C’est avec une grande joie que nous nous tournons aujourd’hui vers saint Augustin, dont la conversion a apporté tant de bénédictions à l’Église. Nous pouvons être sûrs que la prière de sa mère, sainte Monique, et son combat pour lui ont joué un rôle important dans le fait qu’Augustin ait finalement trouvé le chemin de Dieu. Il a lui-même écrit son combat dans ce qu’on appelle les « Confessions », un livre qui vaut toujours la peine d’être lu. Il a commencé à l’écrire après que la lumière de la foi l’ait illuminé, après qu’il ait compris comment vivre à la suite du Christ.
Saint Augustin a dû parcourir un long chemin semé d’embûches. Une chose particulièrement difficile pour lui a été de vaincre les appétits de la chair. Nous allons maintenant écouter un passage du huitième livre des Confessions d’Augustin, qui nous donne un aperçu émouvant du moment décisif de sa conversion :
Elles me retenaient, ces bagatelles de bagatelles, ces vanités de vanités , mes vieilles amies! A petits coups elles me tiraient par ma robe de chair, et murmuraient à mi-voix: « Tu nous congédies ? » et « dès ce moment nous ne serons plus avec toi, plus jamais ! » et « dès ce moment ne te sera plus permis ceci et cela, plus jamais ! ». Oh! ce qu’elles suggéraient, quand je dis « ceci et cela »! ce qu’elles suggéraient, mon Dieu! Que ta miséricorde l’écarte de l’âme de ton serviteur! Quelles ordures elles suggéraient! quelles ignominies!
Elles me retardaient cependant : j’hésitais à me détacher, à me débarrasser d’elles, à bondir où j’étais appelé, tandis que l’habitude me disait, tyrannique: « Crois-tu que tu pourras faire sans elles ?
Mais, dès que ma profonde méditation eut tiré du fond de ses retraites toute ma misère, et l’eut entassée sous les regards de mon cour 101, il se leva une grosse tempête, chargée d’une grosse pluie de larmes. Et pour laisser crever l’orage tout entier avec ses fracas, je me levai et m’écartai d’Alypius. La solitude s’offrait à moi comme un endroit plus propice au travail des larmes.

(DONNÉES FOURNIES):
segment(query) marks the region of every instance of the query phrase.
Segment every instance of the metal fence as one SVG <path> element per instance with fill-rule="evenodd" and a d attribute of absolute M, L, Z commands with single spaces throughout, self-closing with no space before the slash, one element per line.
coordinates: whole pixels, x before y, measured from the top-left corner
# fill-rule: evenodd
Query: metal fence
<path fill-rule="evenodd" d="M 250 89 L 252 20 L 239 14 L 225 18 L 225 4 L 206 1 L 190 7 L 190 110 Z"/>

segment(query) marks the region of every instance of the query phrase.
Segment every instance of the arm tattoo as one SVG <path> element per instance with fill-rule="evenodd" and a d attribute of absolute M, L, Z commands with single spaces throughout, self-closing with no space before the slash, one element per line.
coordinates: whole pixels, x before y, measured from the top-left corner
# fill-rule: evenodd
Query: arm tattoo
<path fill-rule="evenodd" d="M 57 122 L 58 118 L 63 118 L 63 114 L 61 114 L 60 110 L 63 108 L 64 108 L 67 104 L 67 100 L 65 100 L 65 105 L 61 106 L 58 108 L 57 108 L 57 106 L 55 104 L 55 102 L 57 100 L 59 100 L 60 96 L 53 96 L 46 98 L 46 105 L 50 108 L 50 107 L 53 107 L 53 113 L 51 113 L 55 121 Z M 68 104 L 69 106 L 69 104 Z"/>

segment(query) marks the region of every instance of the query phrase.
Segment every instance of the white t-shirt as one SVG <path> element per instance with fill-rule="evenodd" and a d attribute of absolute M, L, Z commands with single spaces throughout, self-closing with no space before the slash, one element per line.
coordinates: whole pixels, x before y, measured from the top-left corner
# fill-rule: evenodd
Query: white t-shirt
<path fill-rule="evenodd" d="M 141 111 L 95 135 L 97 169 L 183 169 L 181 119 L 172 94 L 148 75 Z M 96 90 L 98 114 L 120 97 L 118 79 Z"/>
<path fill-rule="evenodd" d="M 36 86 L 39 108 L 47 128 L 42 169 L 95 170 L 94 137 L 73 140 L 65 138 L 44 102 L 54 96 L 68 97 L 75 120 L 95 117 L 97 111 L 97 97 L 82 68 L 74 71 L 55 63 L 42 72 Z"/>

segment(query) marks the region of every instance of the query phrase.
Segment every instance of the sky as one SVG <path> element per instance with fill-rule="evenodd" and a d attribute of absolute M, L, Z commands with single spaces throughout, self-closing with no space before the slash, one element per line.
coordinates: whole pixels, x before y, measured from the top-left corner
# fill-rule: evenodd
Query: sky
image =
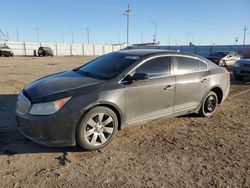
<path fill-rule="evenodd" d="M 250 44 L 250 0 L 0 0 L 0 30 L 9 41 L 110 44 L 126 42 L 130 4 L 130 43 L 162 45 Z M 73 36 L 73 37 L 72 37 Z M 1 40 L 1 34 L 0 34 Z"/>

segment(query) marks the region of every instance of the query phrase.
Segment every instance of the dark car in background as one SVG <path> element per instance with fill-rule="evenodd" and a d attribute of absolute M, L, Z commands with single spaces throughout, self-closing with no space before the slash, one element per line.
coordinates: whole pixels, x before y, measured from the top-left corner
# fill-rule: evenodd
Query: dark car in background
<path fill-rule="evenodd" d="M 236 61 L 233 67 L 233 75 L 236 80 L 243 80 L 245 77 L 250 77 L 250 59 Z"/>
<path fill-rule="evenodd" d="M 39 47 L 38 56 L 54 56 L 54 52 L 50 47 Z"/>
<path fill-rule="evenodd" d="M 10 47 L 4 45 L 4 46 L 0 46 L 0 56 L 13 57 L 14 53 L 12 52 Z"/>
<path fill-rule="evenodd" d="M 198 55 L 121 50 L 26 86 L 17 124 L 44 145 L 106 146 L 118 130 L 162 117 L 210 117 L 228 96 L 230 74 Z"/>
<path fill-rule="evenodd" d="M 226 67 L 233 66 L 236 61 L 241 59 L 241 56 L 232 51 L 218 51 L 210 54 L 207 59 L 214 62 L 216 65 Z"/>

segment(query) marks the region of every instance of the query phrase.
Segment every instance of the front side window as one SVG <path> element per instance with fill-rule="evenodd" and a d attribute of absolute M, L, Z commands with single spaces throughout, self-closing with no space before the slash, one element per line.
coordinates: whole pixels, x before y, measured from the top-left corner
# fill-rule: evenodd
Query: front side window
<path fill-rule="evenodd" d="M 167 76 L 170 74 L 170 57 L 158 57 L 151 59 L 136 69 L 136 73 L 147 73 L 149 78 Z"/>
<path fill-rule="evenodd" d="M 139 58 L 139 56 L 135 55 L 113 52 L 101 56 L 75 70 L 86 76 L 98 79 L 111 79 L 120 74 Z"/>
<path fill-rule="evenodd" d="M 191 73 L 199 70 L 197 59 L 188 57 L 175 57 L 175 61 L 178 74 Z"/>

...

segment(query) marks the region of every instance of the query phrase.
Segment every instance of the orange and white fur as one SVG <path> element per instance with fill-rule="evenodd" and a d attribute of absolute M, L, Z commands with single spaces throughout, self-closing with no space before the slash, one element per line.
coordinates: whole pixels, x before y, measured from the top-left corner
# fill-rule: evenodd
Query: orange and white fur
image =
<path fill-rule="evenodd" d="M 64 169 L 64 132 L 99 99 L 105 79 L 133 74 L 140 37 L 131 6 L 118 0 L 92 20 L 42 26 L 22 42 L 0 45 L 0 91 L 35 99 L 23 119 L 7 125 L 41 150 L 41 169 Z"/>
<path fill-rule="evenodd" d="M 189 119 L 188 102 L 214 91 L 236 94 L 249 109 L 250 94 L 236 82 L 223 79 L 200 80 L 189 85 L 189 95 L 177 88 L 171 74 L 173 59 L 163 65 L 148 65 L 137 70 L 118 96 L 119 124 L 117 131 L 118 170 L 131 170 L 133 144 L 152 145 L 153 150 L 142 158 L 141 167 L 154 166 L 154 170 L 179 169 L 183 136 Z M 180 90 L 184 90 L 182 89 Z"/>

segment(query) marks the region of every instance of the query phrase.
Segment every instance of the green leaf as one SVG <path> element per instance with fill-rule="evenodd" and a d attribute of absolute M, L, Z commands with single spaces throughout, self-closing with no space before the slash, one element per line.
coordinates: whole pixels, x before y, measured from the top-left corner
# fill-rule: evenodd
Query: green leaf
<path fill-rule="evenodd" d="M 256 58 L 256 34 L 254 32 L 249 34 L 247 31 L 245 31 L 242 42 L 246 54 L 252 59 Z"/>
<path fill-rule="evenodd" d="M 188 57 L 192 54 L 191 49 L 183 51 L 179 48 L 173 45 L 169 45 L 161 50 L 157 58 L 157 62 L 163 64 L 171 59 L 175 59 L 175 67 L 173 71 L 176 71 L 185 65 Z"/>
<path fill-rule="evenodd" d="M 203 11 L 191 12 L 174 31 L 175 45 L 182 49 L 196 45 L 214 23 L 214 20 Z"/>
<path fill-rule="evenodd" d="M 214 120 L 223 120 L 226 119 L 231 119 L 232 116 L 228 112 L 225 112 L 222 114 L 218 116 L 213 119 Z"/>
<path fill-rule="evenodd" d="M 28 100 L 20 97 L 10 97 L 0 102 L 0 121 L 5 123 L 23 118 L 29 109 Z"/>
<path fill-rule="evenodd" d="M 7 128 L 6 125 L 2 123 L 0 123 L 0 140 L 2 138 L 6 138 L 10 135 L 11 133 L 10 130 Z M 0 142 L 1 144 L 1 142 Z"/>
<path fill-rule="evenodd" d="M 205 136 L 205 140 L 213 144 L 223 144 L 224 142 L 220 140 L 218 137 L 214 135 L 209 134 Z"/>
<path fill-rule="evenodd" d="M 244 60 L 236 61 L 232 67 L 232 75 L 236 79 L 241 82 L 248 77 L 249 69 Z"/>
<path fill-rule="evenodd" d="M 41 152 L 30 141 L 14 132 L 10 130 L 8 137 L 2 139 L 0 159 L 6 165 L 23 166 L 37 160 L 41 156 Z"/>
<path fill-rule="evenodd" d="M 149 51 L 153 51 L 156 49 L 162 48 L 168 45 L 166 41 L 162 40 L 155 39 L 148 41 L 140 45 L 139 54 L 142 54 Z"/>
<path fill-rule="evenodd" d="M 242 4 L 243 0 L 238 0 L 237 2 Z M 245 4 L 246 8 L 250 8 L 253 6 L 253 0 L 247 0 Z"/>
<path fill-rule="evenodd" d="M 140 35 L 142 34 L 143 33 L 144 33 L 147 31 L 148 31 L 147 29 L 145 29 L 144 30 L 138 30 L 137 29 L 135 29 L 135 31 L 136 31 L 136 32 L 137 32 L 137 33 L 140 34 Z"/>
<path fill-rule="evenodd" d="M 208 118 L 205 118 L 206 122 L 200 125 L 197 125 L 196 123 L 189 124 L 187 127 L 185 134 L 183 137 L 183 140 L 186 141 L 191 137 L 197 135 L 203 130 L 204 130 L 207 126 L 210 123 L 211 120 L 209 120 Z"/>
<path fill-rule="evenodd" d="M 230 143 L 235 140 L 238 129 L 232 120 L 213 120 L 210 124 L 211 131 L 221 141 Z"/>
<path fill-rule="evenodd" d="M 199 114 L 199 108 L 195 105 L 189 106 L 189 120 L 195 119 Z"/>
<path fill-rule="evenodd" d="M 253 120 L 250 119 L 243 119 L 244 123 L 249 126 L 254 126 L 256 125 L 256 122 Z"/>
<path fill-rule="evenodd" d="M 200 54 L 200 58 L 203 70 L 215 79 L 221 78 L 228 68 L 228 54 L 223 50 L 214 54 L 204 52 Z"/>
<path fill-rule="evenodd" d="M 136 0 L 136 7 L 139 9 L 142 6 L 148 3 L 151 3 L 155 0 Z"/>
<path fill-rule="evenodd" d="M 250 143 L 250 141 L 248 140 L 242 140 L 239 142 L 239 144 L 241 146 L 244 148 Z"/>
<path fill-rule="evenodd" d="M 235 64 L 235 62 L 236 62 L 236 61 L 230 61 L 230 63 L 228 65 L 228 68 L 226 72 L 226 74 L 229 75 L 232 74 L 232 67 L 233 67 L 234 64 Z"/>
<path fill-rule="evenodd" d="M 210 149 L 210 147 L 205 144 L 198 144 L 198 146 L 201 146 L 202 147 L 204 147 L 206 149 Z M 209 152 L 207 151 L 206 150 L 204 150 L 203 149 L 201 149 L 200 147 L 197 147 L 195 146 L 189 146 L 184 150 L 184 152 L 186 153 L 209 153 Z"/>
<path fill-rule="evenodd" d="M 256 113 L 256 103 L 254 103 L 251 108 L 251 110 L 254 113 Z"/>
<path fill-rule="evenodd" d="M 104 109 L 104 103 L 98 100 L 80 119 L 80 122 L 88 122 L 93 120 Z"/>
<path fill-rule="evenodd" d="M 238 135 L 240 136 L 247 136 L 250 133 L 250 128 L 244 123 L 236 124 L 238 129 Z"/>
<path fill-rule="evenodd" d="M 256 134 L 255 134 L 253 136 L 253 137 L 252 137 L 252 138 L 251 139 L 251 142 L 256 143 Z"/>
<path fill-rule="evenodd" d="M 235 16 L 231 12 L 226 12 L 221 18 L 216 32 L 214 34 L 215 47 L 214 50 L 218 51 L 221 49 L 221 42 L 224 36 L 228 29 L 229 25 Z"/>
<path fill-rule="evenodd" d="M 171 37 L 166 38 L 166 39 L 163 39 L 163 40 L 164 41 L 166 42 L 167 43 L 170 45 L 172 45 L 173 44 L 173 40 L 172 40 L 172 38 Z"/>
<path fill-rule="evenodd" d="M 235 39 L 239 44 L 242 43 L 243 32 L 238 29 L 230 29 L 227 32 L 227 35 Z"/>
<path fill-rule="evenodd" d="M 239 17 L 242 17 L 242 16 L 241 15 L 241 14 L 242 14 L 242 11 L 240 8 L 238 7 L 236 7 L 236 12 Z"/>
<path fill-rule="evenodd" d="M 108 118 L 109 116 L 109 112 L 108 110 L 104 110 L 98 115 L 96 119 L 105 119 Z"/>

(OBJECTIF 1):
Redonne, sans rien changer, tout le passage du texte sur saint Augustin qui va de « C’est avec une » jusqu'à « suite du Christ. ».
(OBJECTIF 2):
Relève et recopie toutes les lignes qui contiennent le mot « background ». Tiens compte des majuscules et des minuscules.

(RÉPONSE RÉDIGÉE 1):
C’est avec une grande joie que nous nous tournons aujourd’hui vers saint Augustin, dont la conversion a apporté tant de bénédictions à l’Église. Nous pouvons être sûrs que la prière de sa mère, sainte Monique, et son combat pour lui ont joué un rôle important dans le fait qu’Augustin ait finalement trouvé le chemin de Dieu. Il a lui-même écrit son combat dans ce qu’on appelle les « Confessions », un livre qui vaut toujours la peine d’être lu. Il a commencé à l’écrire après que la lumière de la foi l’ait illuminé, après qu’il ait compris comment vivre à la suite du Christ.

(RÉPONSE RÉDIGÉE 2):
Segment every instance of the dark car in background as one SVG <path> element per instance with fill-rule="evenodd" and a d attribute of absolute M, L, Z commands with single spaces throughout, self-closing with no space before the slash, one element per line.
Query: dark car in background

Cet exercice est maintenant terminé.